[Point-based annotation data]
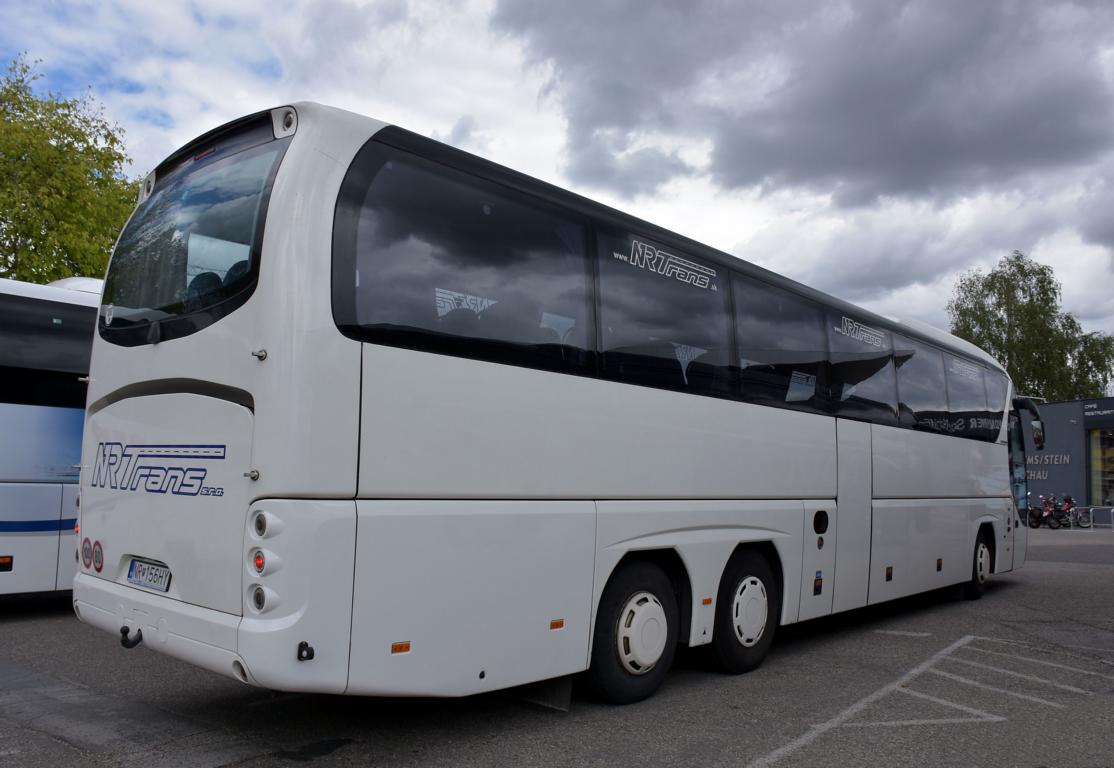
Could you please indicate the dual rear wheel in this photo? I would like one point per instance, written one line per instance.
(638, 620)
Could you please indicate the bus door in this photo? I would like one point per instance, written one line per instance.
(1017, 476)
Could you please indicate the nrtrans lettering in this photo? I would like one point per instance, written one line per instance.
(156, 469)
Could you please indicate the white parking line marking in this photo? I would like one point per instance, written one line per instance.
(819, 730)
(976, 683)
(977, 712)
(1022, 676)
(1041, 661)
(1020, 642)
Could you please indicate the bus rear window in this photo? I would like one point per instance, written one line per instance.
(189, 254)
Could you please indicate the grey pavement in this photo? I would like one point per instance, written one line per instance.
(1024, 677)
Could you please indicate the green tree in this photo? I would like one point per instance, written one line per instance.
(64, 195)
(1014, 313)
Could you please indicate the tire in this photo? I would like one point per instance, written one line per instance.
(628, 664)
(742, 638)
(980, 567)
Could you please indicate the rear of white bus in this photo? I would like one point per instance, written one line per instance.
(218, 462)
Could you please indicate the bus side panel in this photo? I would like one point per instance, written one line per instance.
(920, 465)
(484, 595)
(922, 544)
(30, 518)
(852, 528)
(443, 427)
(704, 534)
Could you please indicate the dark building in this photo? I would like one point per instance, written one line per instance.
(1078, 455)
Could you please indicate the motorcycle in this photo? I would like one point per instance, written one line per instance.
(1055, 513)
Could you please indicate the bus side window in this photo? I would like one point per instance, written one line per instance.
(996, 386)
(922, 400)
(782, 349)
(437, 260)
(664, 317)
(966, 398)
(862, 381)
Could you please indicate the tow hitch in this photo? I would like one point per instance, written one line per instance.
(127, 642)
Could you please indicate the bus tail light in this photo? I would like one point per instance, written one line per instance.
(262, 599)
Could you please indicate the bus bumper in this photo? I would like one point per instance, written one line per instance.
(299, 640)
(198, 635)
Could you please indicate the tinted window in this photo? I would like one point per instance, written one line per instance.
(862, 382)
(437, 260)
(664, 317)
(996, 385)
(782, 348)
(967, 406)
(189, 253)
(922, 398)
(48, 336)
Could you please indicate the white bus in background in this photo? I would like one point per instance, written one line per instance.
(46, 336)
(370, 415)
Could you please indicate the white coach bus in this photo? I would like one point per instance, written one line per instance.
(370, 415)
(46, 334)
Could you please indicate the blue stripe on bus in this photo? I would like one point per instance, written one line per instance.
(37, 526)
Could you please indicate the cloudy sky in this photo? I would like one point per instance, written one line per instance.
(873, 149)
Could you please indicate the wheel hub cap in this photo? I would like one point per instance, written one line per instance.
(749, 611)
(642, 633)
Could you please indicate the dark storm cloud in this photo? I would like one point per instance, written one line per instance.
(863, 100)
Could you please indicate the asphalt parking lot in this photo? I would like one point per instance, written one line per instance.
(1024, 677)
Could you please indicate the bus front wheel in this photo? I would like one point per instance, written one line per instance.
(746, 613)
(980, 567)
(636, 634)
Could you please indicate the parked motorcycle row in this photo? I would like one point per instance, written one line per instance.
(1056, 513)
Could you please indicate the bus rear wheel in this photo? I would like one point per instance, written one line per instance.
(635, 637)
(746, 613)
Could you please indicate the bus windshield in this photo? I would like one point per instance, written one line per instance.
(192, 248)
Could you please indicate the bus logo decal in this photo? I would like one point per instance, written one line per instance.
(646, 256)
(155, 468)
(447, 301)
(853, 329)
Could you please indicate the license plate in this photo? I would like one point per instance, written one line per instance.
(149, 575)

---

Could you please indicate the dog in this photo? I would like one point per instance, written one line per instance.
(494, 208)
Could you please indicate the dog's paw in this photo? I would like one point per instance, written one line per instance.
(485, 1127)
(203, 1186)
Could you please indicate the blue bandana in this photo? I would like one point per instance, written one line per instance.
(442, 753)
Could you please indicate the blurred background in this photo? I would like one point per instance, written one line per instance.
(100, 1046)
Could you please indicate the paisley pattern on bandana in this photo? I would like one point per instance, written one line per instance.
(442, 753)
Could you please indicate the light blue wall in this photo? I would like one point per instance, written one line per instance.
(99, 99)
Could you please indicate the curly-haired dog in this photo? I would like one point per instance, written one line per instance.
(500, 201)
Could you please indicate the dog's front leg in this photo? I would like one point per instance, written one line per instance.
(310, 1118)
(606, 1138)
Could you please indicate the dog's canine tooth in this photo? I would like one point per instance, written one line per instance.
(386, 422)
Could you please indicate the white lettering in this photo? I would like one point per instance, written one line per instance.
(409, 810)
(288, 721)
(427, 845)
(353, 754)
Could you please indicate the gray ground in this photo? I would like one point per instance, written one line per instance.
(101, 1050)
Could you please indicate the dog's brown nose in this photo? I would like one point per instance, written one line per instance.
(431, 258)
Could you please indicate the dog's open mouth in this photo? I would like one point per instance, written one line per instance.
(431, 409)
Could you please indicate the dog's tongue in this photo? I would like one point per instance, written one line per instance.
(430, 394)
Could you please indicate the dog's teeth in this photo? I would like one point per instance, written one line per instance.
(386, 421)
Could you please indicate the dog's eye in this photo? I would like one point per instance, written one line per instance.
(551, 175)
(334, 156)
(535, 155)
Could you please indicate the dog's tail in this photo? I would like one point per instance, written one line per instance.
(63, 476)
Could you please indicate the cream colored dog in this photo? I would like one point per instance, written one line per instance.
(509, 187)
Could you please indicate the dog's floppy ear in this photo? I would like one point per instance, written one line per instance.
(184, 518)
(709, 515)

WRITTEN EXERCISE ▸
Rewrite the entries that begin at the line containing "Could you please indicate the white parking" and stop after the line containing "(1055, 513)", keeping the requests, and multiply every point coordinate in the answers by 2.3, rounding to the nearest whole number with halves rounded up. Give only those lines.

RESULT OF THIS TASK ▸
Could you please indicate the white parking line marking in this photo? I would like one point per instance, written one line per instance.
(1884, 1679)
(2245, 1571)
(2247, 1638)
(2351, 1555)
(2394, 1520)
(2346, 1477)
Could you please indicate the bus rear window in this photo? I would like one point per instance, written one line per instance.
(435, 584)
Could you please indicate the grey pavement in this photo? I would like one point per instance, written one line per instance.
(2355, 1557)
Could you please indicate the green tree in this photo? I would like one point per instance, written one line per instance.
(147, 449)
(2332, 720)
Could you please indicate the tire in this photo? I would like one point per instance, written one line per instance.
(1444, 1527)
(1707, 1467)
(2254, 1304)
Could you please indicate the rear of white bus in this photo? I would like one point per instance, written one line per instance.
(501, 1063)
Could you please indicate the bus side panel in this photo? I would like one point per instance, written one line per instance.
(2116, 1070)
(1113, 1369)
(2121, 1251)
(69, 1191)
(1960, 1214)
(1019, 982)
(1619, 1228)
Could you please indicate the dark building in this photo? I would like one point per instance, written one line per instance.
(2479, 1047)
Could you please indicate the motorcycle in this photo? I would like one point per instance, written one line per instance.
(2427, 1180)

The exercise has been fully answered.